Short problem
Copy out only the lines from the one containing "For our traffic camera dashboard, pinpoint every city" through the last line, both included, with the requests as well as the answers. Multiply every bounding-box coordinate in the answers by 0.45 and round each result to a whole number, rounding halves up.

Data lines
-------------------------

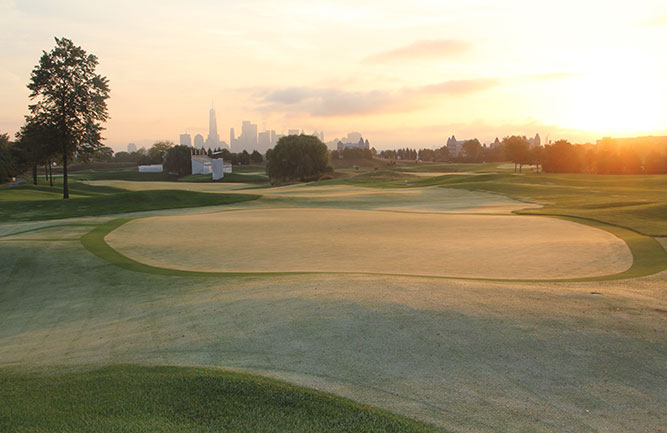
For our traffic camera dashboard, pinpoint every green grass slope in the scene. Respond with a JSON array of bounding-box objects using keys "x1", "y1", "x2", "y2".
[
  {"x1": 0, "y1": 366, "x2": 442, "y2": 433},
  {"x1": 370, "y1": 173, "x2": 667, "y2": 236},
  {"x1": 0, "y1": 190, "x2": 259, "y2": 222}
]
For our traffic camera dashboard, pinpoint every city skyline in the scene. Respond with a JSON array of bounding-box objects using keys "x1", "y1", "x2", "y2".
[{"x1": 0, "y1": 0, "x2": 667, "y2": 150}]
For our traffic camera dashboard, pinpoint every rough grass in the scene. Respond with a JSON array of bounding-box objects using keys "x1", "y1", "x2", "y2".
[
  {"x1": 0, "y1": 181, "x2": 124, "y2": 203},
  {"x1": 72, "y1": 166, "x2": 170, "y2": 182},
  {"x1": 0, "y1": 238, "x2": 667, "y2": 433},
  {"x1": 0, "y1": 187, "x2": 259, "y2": 222},
  {"x1": 329, "y1": 173, "x2": 667, "y2": 236},
  {"x1": 0, "y1": 366, "x2": 442, "y2": 433}
]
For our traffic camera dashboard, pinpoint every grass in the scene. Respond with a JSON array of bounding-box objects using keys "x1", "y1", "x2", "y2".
[
  {"x1": 72, "y1": 167, "x2": 172, "y2": 182},
  {"x1": 395, "y1": 161, "x2": 504, "y2": 173},
  {"x1": 0, "y1": 183, "x2": 259, "y2": 222},
  {"x1": 81, "y1": 212, "x2": 667, "y2": 283},
  {"x1": 0, "y1": 365, "x2": 442, "y2": 433},
  {"x1": 0, "y1": 181, "x2": 124, "y2": 203},
  {"x1": 317, "y1": 173, "x2": 667, "y2": 236},
  {"x1": 0, "y1": 165, "x2": 667, "y2": 433}
]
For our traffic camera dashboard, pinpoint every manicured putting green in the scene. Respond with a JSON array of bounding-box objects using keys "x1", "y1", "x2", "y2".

-------------------------

Answer to this problem
For our traffic camera dashboard, pinpoint every city skyline in the scene. Respond with a JSON array of bounding-box objects using keys "x1", "y1", "x2", "y2".
[{"x1": 0, "y1": 0, "x2": 300, "y2": 68}]
For our traffic camera dashboard, pinpoint every rough grass in the scene. Respond with a JSON array of bounding-box objects using keys "x1", "y1", "x2", "y2".
[
  {"x1": 0, "y1": 81, "x2": 56, "y2": 91},
  {"x1": 32, "y1": 75, "x2": 77, "y2": 82},
  {"x1": 0, "y1": 107, "x2": 300, "y2": 195},
  {"x1": 0, "y1": 84, "x2": 117, "y2": 100},
  {"x1": 148, "y1": 78, "x2": 300, "y2": 106},
  {"x1": 0, "y1": 165, "x2": 199, "y2": 195}
]
For our traffic camera dashboard, pinpoint every grass in the scene. Respond with a JSON array of bounding-box objects using keys "x1", "y1", "x2", "y2".
[
  {"x1": 32, "y1": 75, "x2": 77, "y2": 82},
  {"x1": 178, "y1": 72, "x2": 227, "y2": 78},
  {"x1": 0, "y1": 82, "x2": 117, "y2": 100},
  {"x1": 36, "y1": 95, "x2": 300, "y2": 127},
  {"x1": 0, "y1": 164, "x2": 199, "y2": 195},
  {"x1": 0, "y1": 81, "x2": 56, "y2": 91},
  {"x1": 143, "y1": 78, "x2": 300, "y2": 106},
  {"x1": 0, "y1": 74, "x2": 300, "y2": 195}
]
For our traffic camera dashboard, pinpoint every manicured putting green in the scene. Respond with a JSON array of bounding-box objects using keys "x1", "y1", "x2", "y2".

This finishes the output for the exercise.